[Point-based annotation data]
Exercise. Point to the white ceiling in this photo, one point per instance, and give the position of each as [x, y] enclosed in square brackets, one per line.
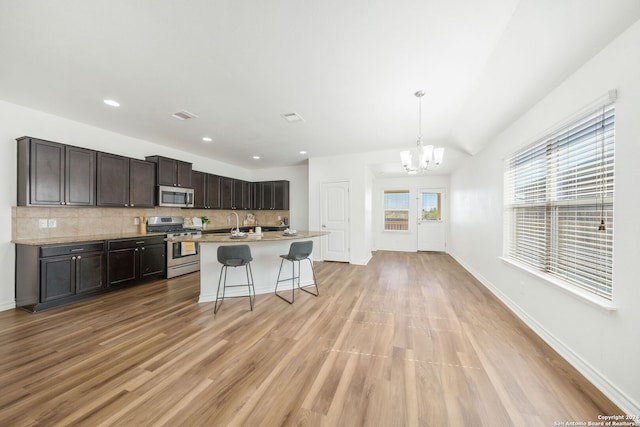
[349, 68]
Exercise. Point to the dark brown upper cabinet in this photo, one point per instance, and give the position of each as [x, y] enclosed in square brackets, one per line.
[125, 182]
[271, 195]
[281, 195]
[235, 193]
[50, 173]
[171, 172]
[206, 188]
[142, 183]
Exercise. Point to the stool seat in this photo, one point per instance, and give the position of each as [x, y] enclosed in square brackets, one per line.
[298, 251]
[235, 256]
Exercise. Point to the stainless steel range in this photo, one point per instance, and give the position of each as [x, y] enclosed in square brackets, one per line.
[182, 257]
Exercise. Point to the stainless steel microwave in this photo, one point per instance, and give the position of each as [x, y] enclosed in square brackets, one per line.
[175, 196]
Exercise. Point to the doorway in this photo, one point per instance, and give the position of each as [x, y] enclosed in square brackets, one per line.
[334, 218]
[432, 220]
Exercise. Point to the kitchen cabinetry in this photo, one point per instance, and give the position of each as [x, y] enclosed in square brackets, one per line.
[50, 173]
[206, 190]
[53, 275]
[131, 261]
[171, 172]
[124, 182]
[235, 194]
[281, 195]
[271, 195]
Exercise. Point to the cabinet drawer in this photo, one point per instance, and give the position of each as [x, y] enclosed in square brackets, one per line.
[70, 249]
[132, 243]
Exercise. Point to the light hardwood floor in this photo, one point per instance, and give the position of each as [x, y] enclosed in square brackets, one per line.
[410, 339]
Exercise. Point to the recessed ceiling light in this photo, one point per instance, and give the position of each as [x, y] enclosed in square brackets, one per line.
[184, 115]
[293, 117]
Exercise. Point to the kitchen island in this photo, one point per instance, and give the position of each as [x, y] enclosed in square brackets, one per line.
[266, 249]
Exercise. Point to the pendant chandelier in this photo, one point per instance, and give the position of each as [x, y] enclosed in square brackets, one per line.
[426, 156]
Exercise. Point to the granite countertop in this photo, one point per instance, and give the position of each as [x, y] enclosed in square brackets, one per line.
[266, 236]
[43, 241]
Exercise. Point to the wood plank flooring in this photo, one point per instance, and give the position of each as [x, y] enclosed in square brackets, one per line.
[410, 339]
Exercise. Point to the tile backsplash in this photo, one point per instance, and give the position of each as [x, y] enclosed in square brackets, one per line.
[71, 222]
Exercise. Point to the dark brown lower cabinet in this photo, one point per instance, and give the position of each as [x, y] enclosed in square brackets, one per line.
[133, 261]
[49, 276]
[53, 275]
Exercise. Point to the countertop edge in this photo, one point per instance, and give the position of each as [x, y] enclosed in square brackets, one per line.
[82, 239]
[267, 236]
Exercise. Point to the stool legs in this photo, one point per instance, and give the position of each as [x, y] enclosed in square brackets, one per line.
[293, 279]
[249, 284]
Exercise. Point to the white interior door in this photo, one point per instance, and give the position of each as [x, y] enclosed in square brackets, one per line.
[431, 220]
[334, 217]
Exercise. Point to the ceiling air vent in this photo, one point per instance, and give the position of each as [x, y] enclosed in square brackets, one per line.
[293, 117]
[184, 115]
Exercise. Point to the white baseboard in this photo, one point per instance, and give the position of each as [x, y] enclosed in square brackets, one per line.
[616, 395]
[7, 305]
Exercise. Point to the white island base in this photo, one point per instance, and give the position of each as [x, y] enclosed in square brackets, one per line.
[265, 266]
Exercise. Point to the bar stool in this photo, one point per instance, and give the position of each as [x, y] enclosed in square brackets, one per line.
[235, 256]
[298, 251]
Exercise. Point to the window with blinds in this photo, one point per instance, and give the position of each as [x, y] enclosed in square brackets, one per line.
[396, 210]
[559, 203]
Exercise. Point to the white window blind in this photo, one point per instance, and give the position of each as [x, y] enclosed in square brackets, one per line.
[559, 203]
[396, 210]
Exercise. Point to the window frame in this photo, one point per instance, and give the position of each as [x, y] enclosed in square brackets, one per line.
[542, 206]
[385, 209]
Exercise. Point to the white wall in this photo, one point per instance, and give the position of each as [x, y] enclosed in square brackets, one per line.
[18, 121]
[402, 240]
[604, 346]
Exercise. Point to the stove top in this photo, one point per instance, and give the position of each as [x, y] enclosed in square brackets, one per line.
[172, 225]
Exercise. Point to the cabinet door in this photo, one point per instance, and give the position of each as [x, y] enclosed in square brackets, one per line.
[199, 183]
[268, 194]
[214, 184]
[152, 260]
[183, 174]
[89, 272]
[46, 173]
[167, 171]
[122, 266]
[57, 276]
[241, 194]
[226, 194]
[80, 177]
[142, 183]
[113, 180]
[281, 195]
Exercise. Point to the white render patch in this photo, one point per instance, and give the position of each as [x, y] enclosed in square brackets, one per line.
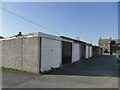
[43, 35]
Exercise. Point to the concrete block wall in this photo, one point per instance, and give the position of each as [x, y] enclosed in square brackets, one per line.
[21, 54]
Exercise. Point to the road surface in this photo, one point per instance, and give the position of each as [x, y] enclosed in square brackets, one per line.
[96, 72]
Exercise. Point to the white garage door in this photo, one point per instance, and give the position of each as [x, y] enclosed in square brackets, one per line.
[50, 54]
[87, 52]
[90, 51]
[75, 51]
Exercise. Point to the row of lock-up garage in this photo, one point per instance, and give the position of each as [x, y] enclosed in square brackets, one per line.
[39, 52]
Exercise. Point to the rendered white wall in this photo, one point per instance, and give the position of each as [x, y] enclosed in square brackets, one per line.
[50, 54]
[75, 52]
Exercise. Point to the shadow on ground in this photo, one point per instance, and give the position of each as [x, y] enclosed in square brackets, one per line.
[106, 66]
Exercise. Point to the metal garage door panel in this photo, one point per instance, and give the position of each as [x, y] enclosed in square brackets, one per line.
[50, 54]
[87, 52]
[75, 56]
[66, 52]
[90, 51]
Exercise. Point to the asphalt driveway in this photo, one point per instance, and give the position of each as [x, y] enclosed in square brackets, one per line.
[96, 72]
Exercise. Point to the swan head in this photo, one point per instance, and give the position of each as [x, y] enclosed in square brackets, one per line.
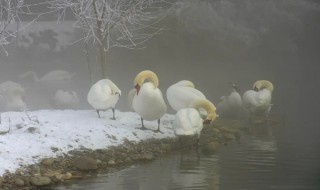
[262, 84]
[234, 86]
[186, 83]
[145, 75]
[209, 107]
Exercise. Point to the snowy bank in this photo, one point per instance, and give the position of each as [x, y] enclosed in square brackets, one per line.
[52, 133]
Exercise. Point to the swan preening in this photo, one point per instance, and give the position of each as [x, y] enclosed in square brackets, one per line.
[148, 101]
[55, 75]
[12, 96]
[66, 99]
[258, 100]
[104, 95]
[230, 105]
[188, 121]
[181, 94]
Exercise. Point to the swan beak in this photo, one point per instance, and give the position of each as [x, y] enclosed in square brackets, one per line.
[206, 121]
[137, 87]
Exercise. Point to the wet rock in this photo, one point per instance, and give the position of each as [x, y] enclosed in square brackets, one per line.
[229, 136]
[211, 147]
[85, 163]
[47, 161]
[19, 182]
[147, 156]
[111, 162]
[40, 181]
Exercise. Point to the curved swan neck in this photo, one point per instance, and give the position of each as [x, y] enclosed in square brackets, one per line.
[146, 75]
[263, 84]
[208, 106]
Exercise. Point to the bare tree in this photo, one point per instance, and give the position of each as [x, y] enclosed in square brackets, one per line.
[114, 23]
[9, 14]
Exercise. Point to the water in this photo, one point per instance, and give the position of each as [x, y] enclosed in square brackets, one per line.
[262, 160]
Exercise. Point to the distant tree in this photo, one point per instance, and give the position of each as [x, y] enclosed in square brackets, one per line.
[114, 23]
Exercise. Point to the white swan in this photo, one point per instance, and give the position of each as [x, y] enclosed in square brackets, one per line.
[66, 99]
[181, 94]
[12, 96]
[104, 95]
[55, 75]
[258, 100]
[188, 121]
[230, 105]
[148, 101]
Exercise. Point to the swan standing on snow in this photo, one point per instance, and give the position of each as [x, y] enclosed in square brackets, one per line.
[181, 94]
[231, 105]
[55, 75]
[66, 99]
[188, 121]
[258, 100]
[148, 101]
[104, 95]
[12, 96]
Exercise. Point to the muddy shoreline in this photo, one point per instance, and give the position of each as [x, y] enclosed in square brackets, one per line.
[79, 164]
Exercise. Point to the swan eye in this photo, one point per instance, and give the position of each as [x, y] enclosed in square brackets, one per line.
[137, 87]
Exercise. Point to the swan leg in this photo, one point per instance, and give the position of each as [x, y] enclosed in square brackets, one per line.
[98, 113]
[158, 130]
[143, 127]
[113, 112]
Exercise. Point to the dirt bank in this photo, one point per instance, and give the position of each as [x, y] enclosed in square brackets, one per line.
[79, 164]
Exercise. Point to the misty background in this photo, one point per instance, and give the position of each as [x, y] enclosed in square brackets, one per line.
[208, 42]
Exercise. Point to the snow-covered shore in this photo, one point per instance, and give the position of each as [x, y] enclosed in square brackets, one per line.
[52, 133]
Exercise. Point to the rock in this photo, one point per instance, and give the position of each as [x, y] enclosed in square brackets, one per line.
[40, 181]
[111, 162]
[47, 161]
[85, 163]
[147, 156]
[229, 136]
[211, 147]
[19, 182]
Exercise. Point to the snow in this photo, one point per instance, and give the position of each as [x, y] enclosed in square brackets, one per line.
[29, 141]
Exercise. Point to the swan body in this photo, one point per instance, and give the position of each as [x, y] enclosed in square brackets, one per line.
[66, 99]
[104, 95]
[148, 101]
[188, 121]
[258, 100]
[55, 75]
[181, 94]
[230, 105]
[12, 96]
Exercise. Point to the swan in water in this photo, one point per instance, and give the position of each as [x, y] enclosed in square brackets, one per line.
[104, 95]
[182, 93]
[258, 100]
[188, 121]
[55, 75]
[230, 105]
[12, 96]
[148, 101]
[66, 99]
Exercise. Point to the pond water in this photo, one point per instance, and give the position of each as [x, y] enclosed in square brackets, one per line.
[262, 160]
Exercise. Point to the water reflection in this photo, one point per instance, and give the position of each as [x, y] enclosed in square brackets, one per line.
[262, 160]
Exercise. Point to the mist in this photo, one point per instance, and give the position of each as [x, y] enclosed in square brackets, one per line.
[210, 43]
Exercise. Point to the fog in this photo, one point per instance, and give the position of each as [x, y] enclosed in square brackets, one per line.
[208, 42]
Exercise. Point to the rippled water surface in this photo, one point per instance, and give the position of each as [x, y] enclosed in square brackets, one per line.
[261, 160]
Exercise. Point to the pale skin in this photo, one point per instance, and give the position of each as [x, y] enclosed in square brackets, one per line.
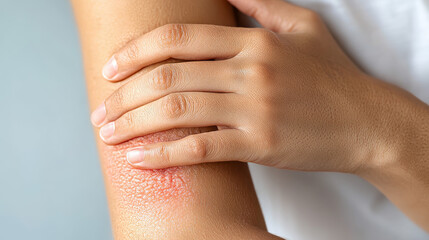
[208, 201]
[284, 96]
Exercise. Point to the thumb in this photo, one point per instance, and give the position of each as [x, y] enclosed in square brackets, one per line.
[276, 15]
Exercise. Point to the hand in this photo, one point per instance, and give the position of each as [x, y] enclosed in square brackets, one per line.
[286, 96]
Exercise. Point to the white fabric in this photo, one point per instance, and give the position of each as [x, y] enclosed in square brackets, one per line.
[389, 39]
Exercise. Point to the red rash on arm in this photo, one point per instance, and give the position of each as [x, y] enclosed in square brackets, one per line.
[215, 201]
[140, 188]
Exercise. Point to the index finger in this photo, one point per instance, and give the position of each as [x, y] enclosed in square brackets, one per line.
[179, 41]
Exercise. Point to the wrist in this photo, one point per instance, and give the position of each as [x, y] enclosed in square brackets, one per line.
[399, 137]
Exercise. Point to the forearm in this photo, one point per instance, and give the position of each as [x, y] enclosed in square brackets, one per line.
[400, 166]
[207, 201]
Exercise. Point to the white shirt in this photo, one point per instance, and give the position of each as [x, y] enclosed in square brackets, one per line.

WHAT YOU ARE ASKED TO DO: Quote only the lines from the line containing "Exercise. Point to the white fabric" through the end of the entries, keeping the first and the last.

REPLY TO THE TASK:
Exercise. Point to the white fabric in this photo, one point per instance, and give the position of each as [x, y] enclosed in square brackets, one per line.
[389, 39]
Exercise. Point to the red rash on arm in this photo, one point per instance, and give the position of each as [x, y] enclosed in square brackets, one per line.
[215, 201]
[140, 188]
Exercise. Point to the index finger in this photo, one point per instance, and give the position of each as [x, y] enclosed in square brackets, one per line.
[179, 41]
Exercise. Point to the wrist in this photo, one point per instance, and give the position of each as [x, y] enclosed in square brackets, one per line.
[399, 137]
Exercise. Point to the forearm in this photo, one point per instance, and give the position of each as [x, y] enclosed in square brackets, one per line.
[400, 166]
[207, 201]
Exercise. Point to the white shirt in this photo, one point per instance, and give the position of each as [x, y] enclosed in square brackets, one per line.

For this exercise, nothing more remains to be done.